LCH, especially in the presence of mucosal and finger involvement, may be caused by chronic trauma (21). Mechanotransduction stimulates lymphatic vessel development through activation of the canonical Wnt pathway (22). It is also known that de novo vasculogenesis can secondarily develop from endothelial stem cells due to trauma in adults (2). Studies that will reveal the relationship of the Wnt1 signaling pathway with vasculogenesis secondary to trauma and mechanotransduction may illuminate the pathogenesis of LCH caused by trauma.

Myofibroblasts are cells with ultraslow contractility found in inflammatory processes, cancer tissues, and fibrotic tissues. It has been shown that myofibroblasts are also  in LCH along with endothelial and pericyte cells (23). They are intensely observed in patients with atypical mucosal LCH and multiple LCHs (24). The importance of the signaling pathway of canonical WNT/ß-catenin has been shown in transforming mesenchymal stem cells into myofibroblasts (25). We think that Wnt1 upregulation is likely to increase the transformation of mesenchymal stem cells into myofibroblasts, which contributes to the fibrotic process in late lesions. Further studies in early and late LCH lesions can demonstrate the relationship between myofibroblasts and the Wnt1 signaling pathway.

Currently, therapeutic approaches that target aberrant canonical Wnt signaling pathway are gaining considerable attention in the field of cancer treatment. Blockade of Wnt1-mediated signaling with the monoclonal anti-Wnt1 antibody has been shown to inhibit survivin and rapidly and significantly induce apoptosis in lung, breast, mesothelioma, and sarcoma cancer cell cultures (26). Similarly, monoclonal antibodies designed to bind Wnt1 and Wnt2 have been shown to suppress tumors in several malignancies, such as colorectal cancer, melanoma, and non-small-cell lung carcinoma (27). Treatment modalities targeting Wnt1 may also be promising in the treatment of LCH.

Study Limitations

The most important limitation of this study is that Wnt1 and β-catenin expression in LCH lesions was evaluated only with the immunohistochemical method. Our second limitation is that we did not screen predisposing factors influential in the emergence of lesions. We consider that the evaluation of genetic mutations associated with the Wnt1/β-catenin signaling pathway and the demonstration of its relationship with predisposing factors will significantly contribute to the elucidation of the pathogenesis of LCH.


This study revealed that the Wnt1/b-catenin signaling pathway in LCH is activated. Further studies on this subject will help reveal the cause of this activation and elucidate the pathogenesis of LCH. Treatment methods targeting Wnt1 may be promising for treating LCH.

Acknowledgments: We thank Özlem Uçer, MD, for her valuable contribution.

Your task:
Return the passage on LCH word for word, beginning at "This study revealed" and stopping after "for treating LCH.". The items after this are separate material with no connection to the passage on LCH.

Data for review:
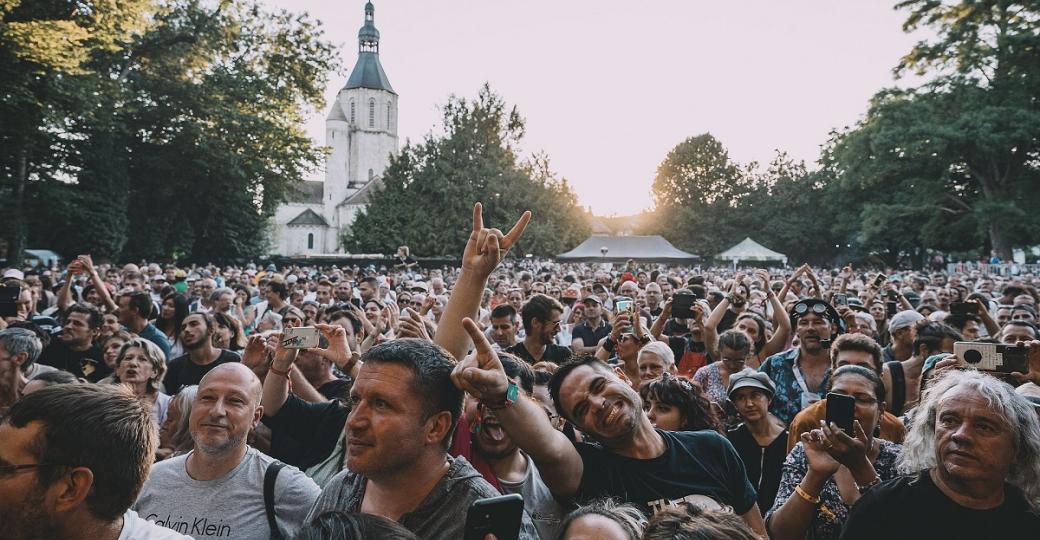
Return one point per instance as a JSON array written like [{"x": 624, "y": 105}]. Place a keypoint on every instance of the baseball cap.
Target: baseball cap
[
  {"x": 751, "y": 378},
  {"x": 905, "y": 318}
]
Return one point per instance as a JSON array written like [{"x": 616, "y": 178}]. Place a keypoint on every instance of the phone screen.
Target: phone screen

Exercise answer:
This study revealed that the Wnt1/b-catenin signaling pathway in LCH is activated. Further studies on this subject will help reveal the cause of this activation and elucidate the pathogenesis of LCH. Treatment methods targeting Wnt1 may be promising for treating LCH.